• Instructions for the task: Write the records below out in full, character for character, with no pictures.

• Data provided:
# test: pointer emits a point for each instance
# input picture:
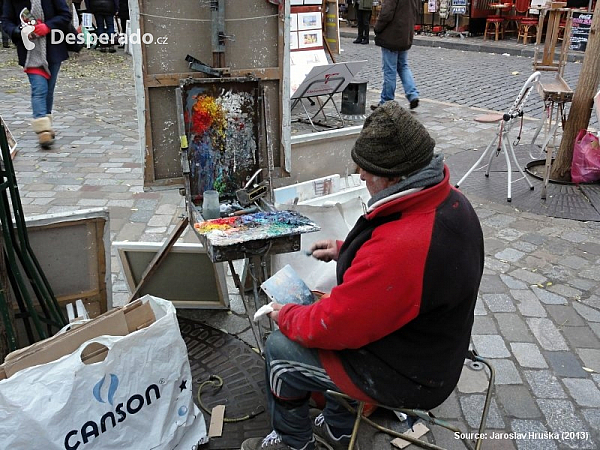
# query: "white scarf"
(36, 57)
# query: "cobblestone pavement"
(538, 315)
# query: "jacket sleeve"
(385, 15)
(62, 16)
(381, 292)
(10, 20)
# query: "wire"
(184, 19)
(217, 383)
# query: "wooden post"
(581, 108)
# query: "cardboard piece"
(416, 432)
(117, 322)
(217, 417)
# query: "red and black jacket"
(396, 329)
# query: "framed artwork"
(310, 38)
(309, 21)
(293, 40)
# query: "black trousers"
(363, 18)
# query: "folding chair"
(501, 141)
(476, 361)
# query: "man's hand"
(325, 250)
(275, 314)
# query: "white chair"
(501, 141)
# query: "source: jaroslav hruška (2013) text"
(545, 435)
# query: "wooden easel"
(554, 92)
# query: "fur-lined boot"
(43, 127)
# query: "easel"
(555, 93)
(329, 98)
(325, 81)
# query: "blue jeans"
(42, 91)
(293, 372)
(105, 27)
(396, 62)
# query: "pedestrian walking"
(42, 62)
(408, 350)
(363, 15)
(104, 12)
(5, 36)
(394, 31)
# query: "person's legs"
(389, 60)
(408, 82)
(54, 69)
(366, 19)
(293, 372)
(39, 95)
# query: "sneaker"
(273, 442)
(324, 435)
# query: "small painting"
(221, 122)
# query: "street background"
(538, 314)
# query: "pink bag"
(585, 167)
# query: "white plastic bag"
(139, 397)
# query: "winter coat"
(395, 24)
(102, 7)
(56, 16)
(364, 4)
(396, 328)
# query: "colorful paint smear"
(249, 227)
(222, 126)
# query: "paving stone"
(509, 254)
(506, 372)
(547, 334)
(528, 355)
(581, 337)
(489, 346)
(544, 384)
(548, 298)
(484, 325)
(513, 327)
(589, 314)
(499, 302)
(532, 435)
(565, 364)
(472, 405)
(528, 303)
(590, 358)
(518, 402)
(561, 418)
(528, 277)
(512, 283)
(584, 392)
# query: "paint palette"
(234, 238)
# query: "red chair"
(494, 25)
(527, 26)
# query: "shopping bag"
(137, 395)
(585, 167)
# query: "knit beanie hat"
(392, 142)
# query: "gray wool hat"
(392, 142)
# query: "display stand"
(324, 81)
(555, 92)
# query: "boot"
(43, 127)
(49, 116)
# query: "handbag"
(74, 39)
(585, 167)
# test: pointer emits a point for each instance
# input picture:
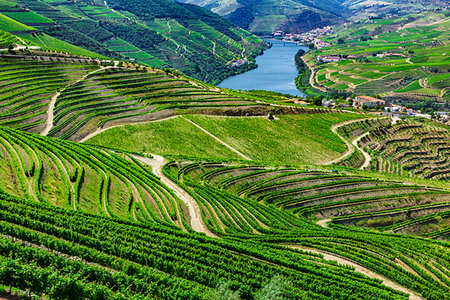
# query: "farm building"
(371, 102)
(328, 58)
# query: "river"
(276, 71)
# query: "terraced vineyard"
(84, 178)
(404, 59)
(246, 199)
(124, 95)
(411, 148)
(353, 132)
(26, 89)
(112, 221)
(96, 260)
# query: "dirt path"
(359, 269)
(323, 223)
(157, 163)
(311, 78)
(22, 167)
(351, 146)
(367, 157)
(219, 140)
(51, 106)
(98, 131)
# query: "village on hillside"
(312, 36)
(379, 106)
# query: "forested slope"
(188, 38)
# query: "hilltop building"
(328, 58)
(366, 101)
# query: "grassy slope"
(423, 42)
(200, 46)
(168, 137)
(290, 140)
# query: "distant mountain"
(383, 8)
(264, 17)
(158, 33)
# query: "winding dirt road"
(157, 163)
(51, 106)
(367, 157)
(359, 269)
(217, 139)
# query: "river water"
(276, 71)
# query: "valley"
(126, 173)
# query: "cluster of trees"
(67, 34)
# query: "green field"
(28, 17)
(421, 44)
(168, 137)
(8, 24)
(123, 181)
(289, 140)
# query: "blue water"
(276, 71)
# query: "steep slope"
(188, 38)
(80, 221)
(403, 59)
(265, 17)
(363, 8)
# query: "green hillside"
(405, 60)
(266, 16)
(253, 137)
(180, 36)
(129, 180)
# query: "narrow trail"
(323, 223)
(311, 78)
(367, 157)
(157, 163)
(51, 106)
(29, 182)
(359, 269)
(98, 131)
(219, 140)
(214, 48)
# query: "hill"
(246, 201)
(362, 9)
(265, 17)
(403, 59)
(180, 36)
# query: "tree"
(318, 100)
(224, 291)
(276, 289)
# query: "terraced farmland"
(164, 262)
(26, 89)
(401, 60)
(119, 95)
(411, 148)
(84, 178)
(246, 199)
(353, 132)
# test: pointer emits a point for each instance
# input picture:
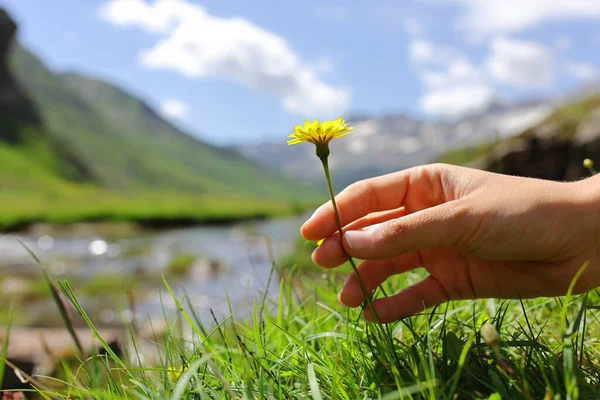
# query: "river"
(231, 260)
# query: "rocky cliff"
(554, 149)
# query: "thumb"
(445, 225)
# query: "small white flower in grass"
(490, 335)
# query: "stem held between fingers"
(368, 299)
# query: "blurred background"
(148, 137)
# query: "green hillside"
(126, 145)
(91, 151)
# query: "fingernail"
(309, 218)
(359, 240)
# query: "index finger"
(381, 193)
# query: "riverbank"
(148, 209)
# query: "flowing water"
(233, 260)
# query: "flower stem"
(368, 299)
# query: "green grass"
(180, 264)
(299, 343)
(152, 208)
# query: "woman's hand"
(478, 234)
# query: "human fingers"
(445, 225)
(409, 301)
(373, 273)
(330, 253)
(375, 194)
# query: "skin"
(478, 235)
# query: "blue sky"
(244, 71)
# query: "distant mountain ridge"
(95, 133)
(387, 143)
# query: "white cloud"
(459, 89)
(483, 18)
(412, 26)
(455, 101)
(199, 45)
(426, 52)
(324, 64)
(335, 13)
(562, 43)
(174, 109)
(521, 64)
(581, 70)
(459, 71)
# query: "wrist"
(586, 197)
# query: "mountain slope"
(387, 143)
(124, 144)
(79, 149)
(553, 149)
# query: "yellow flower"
(320, 133)
(174, 374)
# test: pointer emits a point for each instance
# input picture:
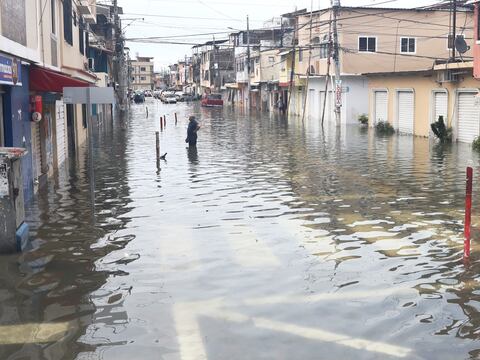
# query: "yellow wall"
(423, 85)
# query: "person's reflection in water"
(192, 154)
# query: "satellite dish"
(461, 45)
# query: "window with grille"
(67, 21)
(367, 44)
(407, 45)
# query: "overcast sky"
(195, 20)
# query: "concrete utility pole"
(336, 59)
(454, 27)
(186, 79)
(249, 85)
(120, 69)
(292, 70)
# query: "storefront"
(57, 126)
(15, 113)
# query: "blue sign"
(10, 70)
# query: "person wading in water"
(192, 129)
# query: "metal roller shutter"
(37, 150)
(381, 106)
(405, 112)
(468, 117)
(312, 104)
(440, 106)
(61, 130)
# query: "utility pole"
(249, 86)
(292, 71)
(307, 91)
(454, 26)
(186, 80)
(120, 69)
(214, 65)
(336, 59)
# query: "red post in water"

• The reply:
# test: pointer emits a point for each instance
# input picture:
# query: "white scarf"
(36, 57)
# query: "cobblestone pavement"
(538, 315)
# query: "jacket sleeve"
(385, 15)
(62, 16)
(381, 292)
(10, 20)
# query: "wire"
(184, 19)
(217, 383)
# query: "wooden post"
(581, 108)
# query: "cardboard piece"
(416, 432)
(117, 322)
(217, 417)
# query: "red and black jacket"
(396, 329)
# query: "framed artwork"
(310, 38)
(309, 21)
(293, 40)
# query: "black trousers"
(363, 18)
# query: "folding chair"
(501, 141)
(476, 361)
# query: "man's hand"
(325, 250)
(275, 314)
# query: "white chair"
(501, 141)
# query: "source: jaroslav hruška (2013) text"
(545, 435)
# query: "wooden easel"
(554, 92)
# query: "fur-lined boot"
(43, 127)
# query: "easel"
(555, 93)
(329, 98)
(325, 81)
# query: "blue jeans"
(42, 91)
(293, 372)
(105, 27)
(396, 62)
# query: "pedestrian walking"
(42, 62)
(408, 350)
(363, 15)
(104, 12)
(5, 36)
(394, 31)
# query: "person's legs"
(389, 60)
(408, 82)
(54, 69)
(366, 19)
(293, 372)
(39, 95)
# query: "sneaker"
(273, 442)
(324, 435)
# query: "small painting"
(221, 122)
# query: "street background"
(538, 314)
# query: "pink bag"
(585, 167)
# query: "white plastic bag"
(139, 397)
# query: "winter coat"
(395, 24)
(102, 7)
(56, 16)
(364, 4)
(396, 328)
# query: "colorful paint smear"
(249, 227)
(222, 126)
# query: "paving stone"
(509, 254)
(506, 372)
(547, 334)
(528, 355)
(581, 337)
(489, 346)
(544, 384)
(548, 298)
(484, 325)
(513, 327)
(589, 314)
(499, 302)
(532, 435)
(565, 364)
(472, 405)
(528, 303)
(590, 358)
(518, 402)
(561, 418)
(528, 277)
(512, 283)
(584, 392)
# query: "paint palette"
(234, 238)
# query: "red chair"
(494, 25)
(527, 26)
# query: "shopping bag"
(137, 395)
(585, 167)
# query: "knit beanie hat"
(392, 142)
# query: "gray wool hat"
(392, 142)
# query: "display stand"
(324, 81)
(555, 92)
# query: "boot"
(43, 127)
(49, 116)
# query: "handbag"
(74, 39)
(585, 167)
# test: pointer emits a point for each instance
# input picture:
# query: "farm building"
(371, 102)
(328, 58)
# query: "river"
(276, 71)
# query: "terraced vineyard"
(84, 178)
(404, 59)
(246, 199)
(124, 95)
(411, 148)
(353, 132)
(26, 89)
(112, 221)
(96, 260)
# query: "dirt path"
(359, 269)
(323, 223)
(157, 163)
(311, 78)
(22, 167)
(351, 146)
(367, 157)
(219, 140)
(51, 106)
(98, 131)
# query: "village on hillside"
(312, 36)
(379, 106)
# query: "forested slope"
(188, 38)
# query: "hilltop building"
(328, 58)
(366, 101)
# query: "grassy slope"
(423, 42)
(200, 46)
(168, 137)
(290, 140)
# query: "distant mountain"
(383, 8)
(264, 17)
(158, 33)
# query: "winding dirt road"
(157, 163)
(51, 106)
(367, 157)
(359, 269)
(217, 139)
# query: "river water"
(276, 71)
# query: "valley"
(126, 173)
# query: "cluster of trees"
(67, 34)
# query: "green field"
(28, 17)
(421, 44)
(168, 137)
(8, 24)
(123, 181)
(289, 140)
# query: "blue water"
(276, 71)
# query: "steep slope"
(188, 38)
(80, 221)
(403, 59)
(265, 17)
(363, 8)
# query: "green hillside"
(405, 60)
(266, 16)
(253, 137)
(180, 36)
(129, 180)
# query: "narrow trail"
(323, 223)
(311, 78)
(367, 157)
(157, 163)
(51, 106)
(29, 182)
(359, 269)
(98, 131)
(219, 140)
(214, 48)
# query: "hill"
(246, 201)
(362, 9)
(265, 17)
(403, 59)
(180, 36)
# query: "tree"
(318, 100)
(224, 291)
(276, 289)
# query: "terraced farmland"
(164, 262)
(26, 89)
(401, 60)
(119, 95)
(411, 148)
(84, 178)
(246, 199)
(353, 132)
# test: pointer emits a point for each instance
# input picture:
# query: "river"
(231, 260)
# query: "rocky cliff"
(554, 149)
# query: "thumb"
(445, 225)
# query: "small white flower in grass"
(490, 335)
# query: "stem held between fingers"
(368, 299)
# query: "blurred background"
(148, 137)
# query: "green hillside"
(126, 145)
(91, 151)
# query: "fingernail"
(309, 218)
(359, 240)
# query: "index finger"
(381, 193)
# query: "riverbank"
(148, 209)
# query: "flowing water"
(233, 260)
# query: "flower stem"
(368, 299)
# query: "green grass"
(180, 264)
(299, 343)
(152, 208)
# query: "woman's hand"
(478, 234)
# query: "human fingers"
(445, 225)
(409, 301)
(373, 273)
(330, 253)
(375, 194)
# query: "skin"
(478, 235)
# query: "blue sky"
(244, 71)
# query: "distant mountain ridge"
(95, 133)
(387, 143)
# query: "white cloud"
(459, 89)
(483, 18)
(412, 26)
(455, 101)
(199, 45)
(426, 52)
(324, 64)
(335, 13)
(562, 43)
(174, 109)
(521, 64)
(581, 70)
(459, 71)
# query: "wrist"
(586, 197)
# query: "mountain slope"
(387, 143)
(124, 144)
(79, 149)
(553, 149)
# query: "yellow flower"
(320, 133)
(174, 374)
# test: pointer emits a point for each instance
# input picture:
# query: "yellow wall"
(423, 85)
# query: "person's reflection in water"
(192, 154)
# query: "satellite dish"
(461, 45)
# query: "window with grille"
(67, 21)
(367, 44)
(407, 45)
# query: "overcast sky"
(195, 20)
# query: "concrete utility pole"
(336, 59)
(454, 27)
(186, 79)
(249, 85)
(120, 69)
(292, 70)
# query: "storefront"
(57, 126)
(15, 113)
# query: "blue sign"
(10, 70)
# query: "person wading in water"
(192, 129)
# query: "metal roller shutter"
(37, 150)
(381, 106)
(405, 112)
(468, 117)
(312, 104)
(440, 106)
(61, 130)
# query: "utility pole"
(249, 86)
(292, 71)
(307, 91)
(454, 26)
(186, 80)
(120, 69)
(214, 65)
(336, 59)
# query: "red post in water"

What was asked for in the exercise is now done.